— Текст документа —

Несколькими скупыми фразами он изложил это охотникам.

Ганпурев нерешительно заметил:

– Думаю, что смешанные браки – это хорошо. Мы в Монголии слишком закрыты.

Внезапно из сгущающейся тьмы донесся волчий вой. Сначала это был всего лишь тонкий звук, похожий на далекий крик. Монго поднялся, приложил ладони ко рту и ответил. Вой приблизился, раздаваясь из зарослей в сотне метров от нас: бестелесный вопль, высокий и свистящий, а затем затихающий безутешным плачем. Когда Монго снова ответил, его крик звучал в точности так же, и теперь уже к нам – или к другим волкам – эхом приходили отклики все еще невидимых животных. Наши лошади забеспокоились. «Ночью они подойдут ближе к палаткам», – сказал Монго. Волки в нерешительности кружили вокруг нас. Что-то было не так. Мы все еще не видели их, но, по словам Монго, они могли уже нас заметить, и сейчас наш костер беспокоил их.

Какое-то время мы продолжали сидеть в темноте, а завывания потихоньку стихли. Мы все устали. Охотники сказали, что за двадцать лет путешествий не встречали местности хуже. Когда луна зашла, а костер прогорел, огонек сигарет с обманчивой мягкостью осветил их лица; затем они отправились в свою палатку.

Батмонх остался, как нередко бывало, пялясь на угли костра рядом со мной. Обычно он любил говорить о том, что прочитал. Давно в прошлом остались такие популярные в СССР книги, как «Белый Клык» и «Последний из могикан»; сейчас он поглощал книги по всемирной истории, астрономии, происхождению человечества, современным войнам, истории гуннов. Однако сегодня он сказал:

– Мне есть о чем грустить.

Он вспоминал своего деда – могучего старика, заменившего ему отца. Он уехал с похорон, чтобы сопровождать меня в поездке.

– Он всегда подбадривал меня. Когда я сопровождал историков и палеонтологов в пустыне Гоби, он сказал, что это здорово, что это мой вклад в мир.

Затем Батмонх промолвил извечное сожаление осиротевших:

– Я никогда не говорил ему, как сильно я его люблю.

– Он должен был это понимать, – ответил я.

– Он знал, что конец близок. Кровь попала в мозг. Он пошел умирать к реке. Его нашли через четыре дня, с практически нетронутой бутылкой водки. Опознали только по часам.

* * *

Рассвет проливает на землю мягкий свет, словно ночь отмыла ее. Все еще слабое солнце поднимает ниже нашего лагеря длинную простыню тумана над долиной, где река извивается среди кустарника, горящего осенними цветами. После бессонной ночи ноет тело. Однако отсутствие людей и мертвая тишина этой земли вызывают прилив удивления – словно мир снова стал молодым. Острые глаза охотников чуть ли не в паре километров от нас замечают нескольких маралов. Батмонх подносит к моим глазам бинокль. Животные вышли из-под защиты деревьев и стоят на открытом лугу. Расстояние и бледный розовый свет делают их похожими на привидения. Кажется, что они пасутся в каком-то другом воздухе, купаются в каком-то другом солнечном свете.

— Что сделать —
1. Определите, соответствуют ли тексту утверждения (а), (б) и (в), и к каждому ответу «да» или «нет» приведите решающие слова текста в точной цитате: (а) охотники за двадцать лет путешествий не встречали местности хуже; (б) деда Батмонха нашли через неделю; (в) маралы стояли среди деревьев.
2. Перепишите дословно фрагмент текста между словами «Какое-то время мы» и «о чем грустить.» включительно.

— Метки точек объектов —
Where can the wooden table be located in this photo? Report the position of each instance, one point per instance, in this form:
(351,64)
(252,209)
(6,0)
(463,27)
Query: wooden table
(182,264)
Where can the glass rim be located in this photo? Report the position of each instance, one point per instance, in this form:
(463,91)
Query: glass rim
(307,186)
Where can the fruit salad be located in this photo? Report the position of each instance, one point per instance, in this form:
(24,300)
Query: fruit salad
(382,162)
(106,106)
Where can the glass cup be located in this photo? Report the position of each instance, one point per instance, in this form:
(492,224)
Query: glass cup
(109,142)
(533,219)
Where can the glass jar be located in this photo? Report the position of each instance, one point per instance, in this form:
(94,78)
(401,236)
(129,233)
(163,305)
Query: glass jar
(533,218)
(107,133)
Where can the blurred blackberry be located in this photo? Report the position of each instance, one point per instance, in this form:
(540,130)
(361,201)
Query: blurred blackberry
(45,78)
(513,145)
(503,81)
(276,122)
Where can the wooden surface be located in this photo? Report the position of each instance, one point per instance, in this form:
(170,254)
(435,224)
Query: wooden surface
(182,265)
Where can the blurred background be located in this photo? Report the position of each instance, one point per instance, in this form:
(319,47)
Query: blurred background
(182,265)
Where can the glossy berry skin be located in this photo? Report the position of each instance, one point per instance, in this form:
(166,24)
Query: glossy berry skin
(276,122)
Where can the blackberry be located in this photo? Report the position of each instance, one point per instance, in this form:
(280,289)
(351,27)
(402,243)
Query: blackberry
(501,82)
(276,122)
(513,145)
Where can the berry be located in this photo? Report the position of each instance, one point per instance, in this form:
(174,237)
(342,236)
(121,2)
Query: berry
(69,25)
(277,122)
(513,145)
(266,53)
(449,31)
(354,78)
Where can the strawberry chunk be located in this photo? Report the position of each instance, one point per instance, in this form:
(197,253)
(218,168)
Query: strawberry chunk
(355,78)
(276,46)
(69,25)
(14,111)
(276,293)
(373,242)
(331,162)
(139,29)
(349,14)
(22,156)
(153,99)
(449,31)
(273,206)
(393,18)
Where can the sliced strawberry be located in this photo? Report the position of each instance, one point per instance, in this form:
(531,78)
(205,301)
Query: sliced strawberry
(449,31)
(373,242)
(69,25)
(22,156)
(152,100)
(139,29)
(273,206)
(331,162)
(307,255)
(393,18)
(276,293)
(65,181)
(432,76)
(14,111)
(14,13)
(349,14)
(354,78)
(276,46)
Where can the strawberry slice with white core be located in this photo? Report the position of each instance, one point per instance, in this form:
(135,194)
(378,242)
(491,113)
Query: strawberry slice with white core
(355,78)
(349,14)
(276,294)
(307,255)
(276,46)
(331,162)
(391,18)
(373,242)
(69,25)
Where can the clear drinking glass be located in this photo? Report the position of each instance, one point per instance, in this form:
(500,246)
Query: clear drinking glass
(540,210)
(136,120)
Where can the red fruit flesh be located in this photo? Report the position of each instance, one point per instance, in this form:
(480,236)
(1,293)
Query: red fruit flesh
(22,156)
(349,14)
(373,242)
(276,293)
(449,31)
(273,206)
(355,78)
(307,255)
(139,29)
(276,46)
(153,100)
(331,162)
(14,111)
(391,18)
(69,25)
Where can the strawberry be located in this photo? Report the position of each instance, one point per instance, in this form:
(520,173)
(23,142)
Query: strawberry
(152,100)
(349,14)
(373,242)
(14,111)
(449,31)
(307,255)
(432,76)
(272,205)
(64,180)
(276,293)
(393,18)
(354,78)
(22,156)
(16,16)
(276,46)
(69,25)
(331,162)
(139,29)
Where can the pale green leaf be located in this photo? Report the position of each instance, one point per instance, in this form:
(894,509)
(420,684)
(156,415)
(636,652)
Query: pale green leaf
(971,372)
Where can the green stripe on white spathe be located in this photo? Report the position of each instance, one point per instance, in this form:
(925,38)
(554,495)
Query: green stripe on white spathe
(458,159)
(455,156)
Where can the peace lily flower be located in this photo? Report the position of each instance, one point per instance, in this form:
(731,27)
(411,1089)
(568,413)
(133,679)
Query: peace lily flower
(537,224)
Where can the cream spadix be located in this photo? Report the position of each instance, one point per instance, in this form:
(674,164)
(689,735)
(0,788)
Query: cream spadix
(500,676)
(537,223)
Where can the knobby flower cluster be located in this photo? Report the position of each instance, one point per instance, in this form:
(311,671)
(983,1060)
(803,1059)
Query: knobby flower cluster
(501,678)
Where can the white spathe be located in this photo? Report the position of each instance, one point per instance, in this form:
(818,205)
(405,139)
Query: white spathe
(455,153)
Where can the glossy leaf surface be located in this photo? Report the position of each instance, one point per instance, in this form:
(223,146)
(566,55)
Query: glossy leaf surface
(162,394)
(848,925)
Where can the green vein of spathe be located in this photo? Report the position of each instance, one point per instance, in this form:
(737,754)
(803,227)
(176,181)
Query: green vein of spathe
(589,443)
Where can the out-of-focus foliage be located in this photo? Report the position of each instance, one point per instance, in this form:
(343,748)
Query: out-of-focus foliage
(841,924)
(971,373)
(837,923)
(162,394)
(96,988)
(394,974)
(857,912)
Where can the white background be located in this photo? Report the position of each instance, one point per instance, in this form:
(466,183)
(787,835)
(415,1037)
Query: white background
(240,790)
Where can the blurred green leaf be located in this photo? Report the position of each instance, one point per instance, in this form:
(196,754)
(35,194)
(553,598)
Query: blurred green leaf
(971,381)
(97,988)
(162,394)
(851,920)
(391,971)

— Ответы —
1.
(а) Да: «Охотники сказали, что за двадцать лет путешествий не встречали местности хуже».
(б) Нет: «Его нашли через четыре дня».
(в) Нет: «Животные вышли из-под защиты деревьев и стоят на открытом лугу».

2.
Какое-то время мы продолжали сидеть в темноте, а завывания потихоньку стихли. Мы все устали. Охотники сказали, что за двадцать лет путешествий не встречали местности хуже. Когда луна зашла, а костер прогорел, огонек сигарет с обманчивой мягкостью осветил их лица; затем они отправились в свою палатку.

Батмонх остался, как нередко бывало, пялясь на угли костра рядом со мной. Обычно он любил говорить о том, что прочитал. Давно в прошлом остались такие популярные в СССР книги, как «Белый Клык» и «Последний из могикан»; сейчас он поглощал книги по всемирной истории, астрономии, происхождению человечества, современным войнам, истории гуннов. Однако сегодня он сказал:

– Мне есть о чем грустить.